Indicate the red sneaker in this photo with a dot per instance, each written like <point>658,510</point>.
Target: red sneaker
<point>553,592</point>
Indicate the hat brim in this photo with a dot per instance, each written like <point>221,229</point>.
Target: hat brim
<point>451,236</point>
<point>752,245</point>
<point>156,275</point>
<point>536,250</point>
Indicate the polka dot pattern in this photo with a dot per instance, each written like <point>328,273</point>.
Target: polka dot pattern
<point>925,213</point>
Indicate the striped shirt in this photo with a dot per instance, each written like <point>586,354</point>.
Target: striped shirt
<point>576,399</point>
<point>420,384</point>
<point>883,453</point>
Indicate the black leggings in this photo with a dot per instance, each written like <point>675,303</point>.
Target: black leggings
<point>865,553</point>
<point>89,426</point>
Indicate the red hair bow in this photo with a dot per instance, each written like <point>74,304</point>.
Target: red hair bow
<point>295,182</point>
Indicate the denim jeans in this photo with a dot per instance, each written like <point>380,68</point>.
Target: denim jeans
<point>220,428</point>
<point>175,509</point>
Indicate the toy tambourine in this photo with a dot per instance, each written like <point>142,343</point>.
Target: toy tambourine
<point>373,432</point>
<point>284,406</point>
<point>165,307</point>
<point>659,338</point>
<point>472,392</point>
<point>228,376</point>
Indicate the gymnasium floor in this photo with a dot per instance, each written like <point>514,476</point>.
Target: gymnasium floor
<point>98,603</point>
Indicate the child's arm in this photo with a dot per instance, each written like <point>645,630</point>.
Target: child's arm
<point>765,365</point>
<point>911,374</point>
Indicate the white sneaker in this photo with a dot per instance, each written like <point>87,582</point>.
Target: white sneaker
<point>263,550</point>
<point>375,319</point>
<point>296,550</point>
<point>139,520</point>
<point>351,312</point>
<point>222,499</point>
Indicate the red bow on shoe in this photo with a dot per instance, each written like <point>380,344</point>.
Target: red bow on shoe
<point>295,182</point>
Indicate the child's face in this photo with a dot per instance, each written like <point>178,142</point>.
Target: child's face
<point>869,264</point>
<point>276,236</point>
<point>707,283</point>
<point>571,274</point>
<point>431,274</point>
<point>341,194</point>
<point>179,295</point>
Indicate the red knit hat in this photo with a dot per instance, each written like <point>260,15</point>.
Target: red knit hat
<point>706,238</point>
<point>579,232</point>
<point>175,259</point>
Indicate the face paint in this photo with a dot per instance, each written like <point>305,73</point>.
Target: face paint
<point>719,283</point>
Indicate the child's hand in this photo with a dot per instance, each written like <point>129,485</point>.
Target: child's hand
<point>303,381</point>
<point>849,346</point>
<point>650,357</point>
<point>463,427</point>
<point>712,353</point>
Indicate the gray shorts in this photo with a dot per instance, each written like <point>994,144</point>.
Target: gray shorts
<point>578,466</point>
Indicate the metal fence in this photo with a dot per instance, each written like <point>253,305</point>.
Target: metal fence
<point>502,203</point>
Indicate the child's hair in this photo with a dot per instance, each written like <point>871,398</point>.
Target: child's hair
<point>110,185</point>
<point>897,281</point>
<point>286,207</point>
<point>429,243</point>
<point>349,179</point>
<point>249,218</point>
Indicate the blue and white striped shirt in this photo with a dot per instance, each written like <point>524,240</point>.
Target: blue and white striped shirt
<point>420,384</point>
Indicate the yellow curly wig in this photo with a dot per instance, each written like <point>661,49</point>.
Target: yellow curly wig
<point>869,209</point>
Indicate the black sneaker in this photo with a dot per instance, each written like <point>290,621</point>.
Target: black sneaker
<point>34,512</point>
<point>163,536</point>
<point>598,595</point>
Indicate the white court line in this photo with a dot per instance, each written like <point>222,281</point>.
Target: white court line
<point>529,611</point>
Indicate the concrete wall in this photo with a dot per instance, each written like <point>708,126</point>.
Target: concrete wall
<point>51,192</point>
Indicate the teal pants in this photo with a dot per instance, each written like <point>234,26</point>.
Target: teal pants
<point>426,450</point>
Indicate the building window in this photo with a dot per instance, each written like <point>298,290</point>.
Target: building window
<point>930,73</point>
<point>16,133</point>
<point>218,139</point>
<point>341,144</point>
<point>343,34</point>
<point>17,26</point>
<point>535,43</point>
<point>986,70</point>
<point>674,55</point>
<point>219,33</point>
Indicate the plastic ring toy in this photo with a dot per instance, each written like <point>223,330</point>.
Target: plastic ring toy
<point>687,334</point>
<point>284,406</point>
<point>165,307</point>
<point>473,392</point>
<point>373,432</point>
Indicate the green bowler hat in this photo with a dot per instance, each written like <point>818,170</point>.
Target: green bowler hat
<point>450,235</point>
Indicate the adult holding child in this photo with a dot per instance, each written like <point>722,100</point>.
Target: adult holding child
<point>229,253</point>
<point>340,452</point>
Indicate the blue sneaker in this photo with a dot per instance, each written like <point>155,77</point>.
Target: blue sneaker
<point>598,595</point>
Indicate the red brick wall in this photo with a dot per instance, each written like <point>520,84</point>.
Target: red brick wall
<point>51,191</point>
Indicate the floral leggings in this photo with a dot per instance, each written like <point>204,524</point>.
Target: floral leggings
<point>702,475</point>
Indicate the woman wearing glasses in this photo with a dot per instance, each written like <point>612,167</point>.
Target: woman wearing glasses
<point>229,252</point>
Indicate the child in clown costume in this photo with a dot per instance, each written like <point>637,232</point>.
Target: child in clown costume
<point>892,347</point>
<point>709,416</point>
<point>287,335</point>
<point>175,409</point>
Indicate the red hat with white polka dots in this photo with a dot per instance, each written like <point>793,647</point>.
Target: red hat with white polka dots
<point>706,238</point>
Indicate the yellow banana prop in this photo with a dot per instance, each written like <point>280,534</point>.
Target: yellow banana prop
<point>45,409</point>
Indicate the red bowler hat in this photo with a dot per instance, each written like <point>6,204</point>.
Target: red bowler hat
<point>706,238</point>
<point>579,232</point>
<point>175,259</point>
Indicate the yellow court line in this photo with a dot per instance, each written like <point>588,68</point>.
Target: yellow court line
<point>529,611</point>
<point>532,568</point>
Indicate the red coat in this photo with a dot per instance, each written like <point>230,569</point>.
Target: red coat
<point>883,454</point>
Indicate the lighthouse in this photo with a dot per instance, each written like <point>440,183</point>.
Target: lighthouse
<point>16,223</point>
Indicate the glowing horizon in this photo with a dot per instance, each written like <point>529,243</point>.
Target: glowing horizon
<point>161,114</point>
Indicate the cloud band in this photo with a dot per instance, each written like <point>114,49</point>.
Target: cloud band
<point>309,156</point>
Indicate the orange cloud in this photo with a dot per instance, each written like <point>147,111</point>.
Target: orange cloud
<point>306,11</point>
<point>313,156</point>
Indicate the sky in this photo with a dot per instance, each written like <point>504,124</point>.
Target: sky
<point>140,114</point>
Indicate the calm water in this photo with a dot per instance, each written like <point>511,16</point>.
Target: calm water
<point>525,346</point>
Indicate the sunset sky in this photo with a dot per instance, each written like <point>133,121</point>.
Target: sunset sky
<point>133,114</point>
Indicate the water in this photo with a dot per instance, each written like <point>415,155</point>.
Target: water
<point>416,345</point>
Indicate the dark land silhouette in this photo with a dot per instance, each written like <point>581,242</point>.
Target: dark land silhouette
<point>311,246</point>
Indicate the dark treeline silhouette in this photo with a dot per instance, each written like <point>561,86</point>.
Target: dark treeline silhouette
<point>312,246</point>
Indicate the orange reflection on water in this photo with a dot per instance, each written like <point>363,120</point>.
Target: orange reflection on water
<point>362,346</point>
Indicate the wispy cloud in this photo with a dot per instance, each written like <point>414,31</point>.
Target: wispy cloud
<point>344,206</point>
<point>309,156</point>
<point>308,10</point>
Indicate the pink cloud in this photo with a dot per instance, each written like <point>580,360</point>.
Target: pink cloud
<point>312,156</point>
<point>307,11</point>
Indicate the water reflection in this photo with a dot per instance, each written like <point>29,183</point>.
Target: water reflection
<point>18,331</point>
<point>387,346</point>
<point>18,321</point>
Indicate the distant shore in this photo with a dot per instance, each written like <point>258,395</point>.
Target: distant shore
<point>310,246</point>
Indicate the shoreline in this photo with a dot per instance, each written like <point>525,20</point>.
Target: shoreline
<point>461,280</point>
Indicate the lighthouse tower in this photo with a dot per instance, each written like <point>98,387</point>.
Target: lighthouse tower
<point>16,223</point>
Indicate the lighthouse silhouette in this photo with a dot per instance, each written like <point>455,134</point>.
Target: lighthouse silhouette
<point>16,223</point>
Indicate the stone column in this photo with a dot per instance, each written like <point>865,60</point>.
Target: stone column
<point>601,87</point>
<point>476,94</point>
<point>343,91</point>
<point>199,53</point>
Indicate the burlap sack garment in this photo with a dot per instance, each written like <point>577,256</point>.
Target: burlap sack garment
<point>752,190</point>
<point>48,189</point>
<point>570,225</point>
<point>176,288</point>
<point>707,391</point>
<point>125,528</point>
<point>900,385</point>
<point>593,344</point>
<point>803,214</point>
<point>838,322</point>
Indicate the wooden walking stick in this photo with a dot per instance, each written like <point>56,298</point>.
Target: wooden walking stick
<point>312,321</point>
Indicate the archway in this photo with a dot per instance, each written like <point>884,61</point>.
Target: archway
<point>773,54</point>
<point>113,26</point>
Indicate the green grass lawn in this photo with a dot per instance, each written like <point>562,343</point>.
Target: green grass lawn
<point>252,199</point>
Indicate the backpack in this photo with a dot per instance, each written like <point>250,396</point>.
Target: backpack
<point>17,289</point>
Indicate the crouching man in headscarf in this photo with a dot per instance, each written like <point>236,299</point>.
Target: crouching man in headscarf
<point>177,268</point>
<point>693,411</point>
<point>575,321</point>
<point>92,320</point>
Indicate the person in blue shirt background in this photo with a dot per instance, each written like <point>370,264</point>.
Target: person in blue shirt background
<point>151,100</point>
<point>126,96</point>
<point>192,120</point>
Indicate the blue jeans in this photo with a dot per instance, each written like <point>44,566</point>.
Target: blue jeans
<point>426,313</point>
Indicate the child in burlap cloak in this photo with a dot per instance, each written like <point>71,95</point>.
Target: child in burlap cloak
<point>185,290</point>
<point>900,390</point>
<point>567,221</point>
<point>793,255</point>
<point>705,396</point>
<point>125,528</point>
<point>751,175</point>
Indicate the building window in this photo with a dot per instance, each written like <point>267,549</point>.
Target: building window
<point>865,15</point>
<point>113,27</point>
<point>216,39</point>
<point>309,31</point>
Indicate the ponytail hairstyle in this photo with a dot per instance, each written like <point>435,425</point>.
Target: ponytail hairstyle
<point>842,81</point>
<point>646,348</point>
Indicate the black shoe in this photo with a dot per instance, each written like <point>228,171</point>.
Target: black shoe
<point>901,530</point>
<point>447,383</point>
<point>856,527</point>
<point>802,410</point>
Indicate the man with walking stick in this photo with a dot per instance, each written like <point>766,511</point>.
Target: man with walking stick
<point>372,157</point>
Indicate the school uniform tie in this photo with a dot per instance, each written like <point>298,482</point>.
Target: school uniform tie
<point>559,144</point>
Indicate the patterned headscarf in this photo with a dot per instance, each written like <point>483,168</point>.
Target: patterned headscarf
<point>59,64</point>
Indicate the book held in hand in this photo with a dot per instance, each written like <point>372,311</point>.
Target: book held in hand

.....

**Instruction**: Set down the records above without any change, starting with the line that contains "Indicate the yellow court" and going on through the line that contains "<point>883,454</point>".

**Worked solution**:
Indicate the yellow court line in this photo with a dot per instance, each written like <point>588,68</point>.
Target: yellow court line
<point>529,611</point>
<point>532,568</point>
Indicate the red coat in this photo with a dot per instance, each written like <point>230,569</point>.
Target: red coat
<point>883,454</point>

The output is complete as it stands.